## WHAT YOU WILL DO:
Return every line from the entries below that contains the word "head", treating uppercase and lowercase letters as different.

## RECORD EXCERPTS:
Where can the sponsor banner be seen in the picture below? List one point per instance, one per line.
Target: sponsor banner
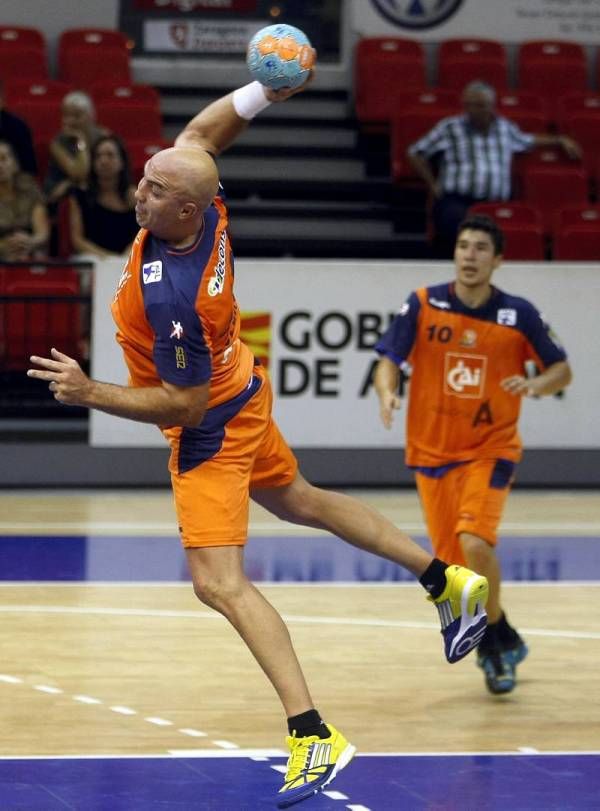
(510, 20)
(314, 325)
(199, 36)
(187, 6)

---

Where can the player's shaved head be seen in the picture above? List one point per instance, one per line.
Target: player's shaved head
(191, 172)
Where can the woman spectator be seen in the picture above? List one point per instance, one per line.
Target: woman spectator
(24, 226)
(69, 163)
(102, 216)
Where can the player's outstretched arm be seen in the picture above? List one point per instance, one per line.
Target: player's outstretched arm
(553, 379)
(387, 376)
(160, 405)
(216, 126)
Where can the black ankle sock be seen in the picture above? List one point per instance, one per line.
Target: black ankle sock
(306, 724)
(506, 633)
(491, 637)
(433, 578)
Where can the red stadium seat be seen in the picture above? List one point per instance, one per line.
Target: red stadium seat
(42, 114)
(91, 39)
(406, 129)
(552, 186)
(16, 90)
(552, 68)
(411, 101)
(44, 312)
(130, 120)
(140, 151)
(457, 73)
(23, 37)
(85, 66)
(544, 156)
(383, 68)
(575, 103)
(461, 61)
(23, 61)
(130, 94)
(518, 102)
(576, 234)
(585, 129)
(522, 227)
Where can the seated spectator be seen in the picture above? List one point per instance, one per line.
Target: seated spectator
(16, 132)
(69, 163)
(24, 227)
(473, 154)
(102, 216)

==

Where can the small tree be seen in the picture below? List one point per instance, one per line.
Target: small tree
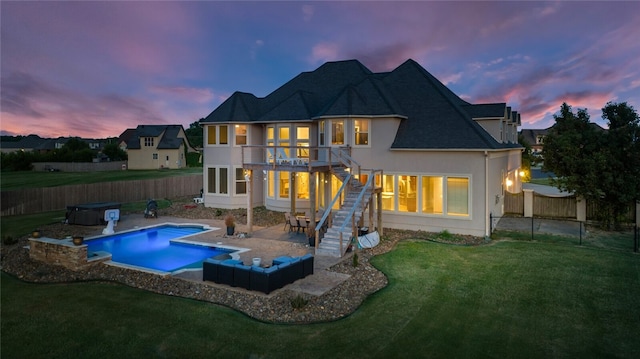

## SOLUTION BELOW:
Where can the player's shaved head be seen in the picture above? List one point per instance, one per line.
Target: player's shaved head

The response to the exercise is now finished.